• Problem statement: Pick up the forum thread on solving u''(x) + e^u = 0 with u(0) = u(1) = 0 and continue it from its last sentence.

How do we find $u(x)$? I want to know how to find $u(x)$ in the below question:
$$u''(x)+{e^u}^{(x)} = 0\\ x \in[0,1]\\u(0) = u(1) = 0$$
Please explain briefly how this was done??
Thanks!!
 A: According to Maple,
$$ u(x) =  - \ln \left(2 c^2\;\cosh^2\left(\dfrac{2 c \; \text{arctanh}\left(\sqrt{1-2c^2}\right)+x}{2c}\right)\right)$$
where $c \approx -.6591242642$.
A: This problem looks extremely difficult (at least to me). Without any other solutions, I sued a CAS for solving $$u''(x)+{e^u}^{(x)} = 0$$ This leads to the terrible expression $$u(x)=\log \left(\frac{1}{2} \left(c_1-c_1 \tanh ^2\left(\frac{1}{2} \sqrt{c_1
   \left(c_2+x\right){}^2}\right)\right)\right)$$ Applying the condition $u(0)=0$ leads to $$c_1-c_1 \tanh ^2\left(\frac{1}{2} \sqrt{c_1 c_2^2}\right)=2$$ and $u(1)=0$ leads to $$c_1-c_1 \tanh ^2\left(\frac{1}{2} \sqrt{c_1 \left(c_2+1\right){}^2}\right)=2$$ which seems to lead to some contradiction as  Kainui pointed out in his/her comment.

• Data provided:

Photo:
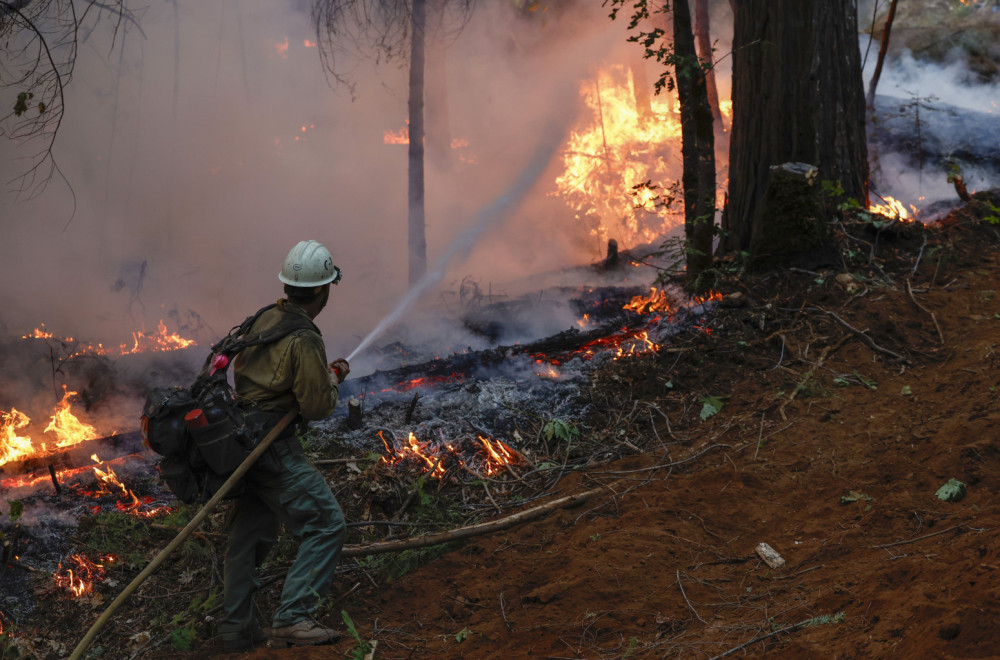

• Final result:
A: $$ \frac{d^2}{dx^2}u(x)+e^{u(x)}=0 $$
$$ \frac{d^2}{dx^2}u(x)=-e^{u(x)}$$
$$ \left[\frac{d^2}{dx^2}u(x)\right] \left[\frac{d}{dx}u(x)\right] =-e^{u(x)}\left[\frac{d}{dx}u(x)\right] $$
$$ \left[\frac{d^2}{dx^2}u(x)\right] \left[\frac{d}{dx}u(x)\right] dx =-e^{u(x)}\left[\frac{d}{dx}u(x)\right]dx $$
$$ \left[\frac{d}{dx}u(x)\right] d\left[\frac{d}{dx}u(x)\right]=-e^{u(x)}du(x)$$
$$ \int \left[\frac{d}{dx}u(x)\right] d\left[\frac{d}{dx}u(x)\right]=-\int e^{u(x)}du(x)$$
$$ \frac{1}{2}\left[\frac{d}{dx}u(x)\right]^2+C_1=-e^{u(x)}+C_2 $$
$$ \left[\frac{d}{dx}u(x)\right]^2=-2e^{u(x)}+2C_2-2C_1 $$
$$ \frac{d}{dx}u(x)=\pm\sqrt{-2e^{u(x)}+2C} $$
$$ \frac{\frac{d}{dx}u(x)}{\sqrt{-2e^{u(x)}+2C}}=\pm 1 $$
$$ \frac{\frac{d}{dx}u(x)}{\sqrt{-2e^{u(x)}+2C}}dx=\pm dx $$
$$ \int \frac{\frac{d}{dx}u(x)}{\sqrt{-2e^{u(x)}+2C}}dx=\pm \int dx $$
$$ \int \frac{1}{\sqrt{-2e^{u(x)}+2C}}du(x)=\pm \int dx $$
Can you take it from here?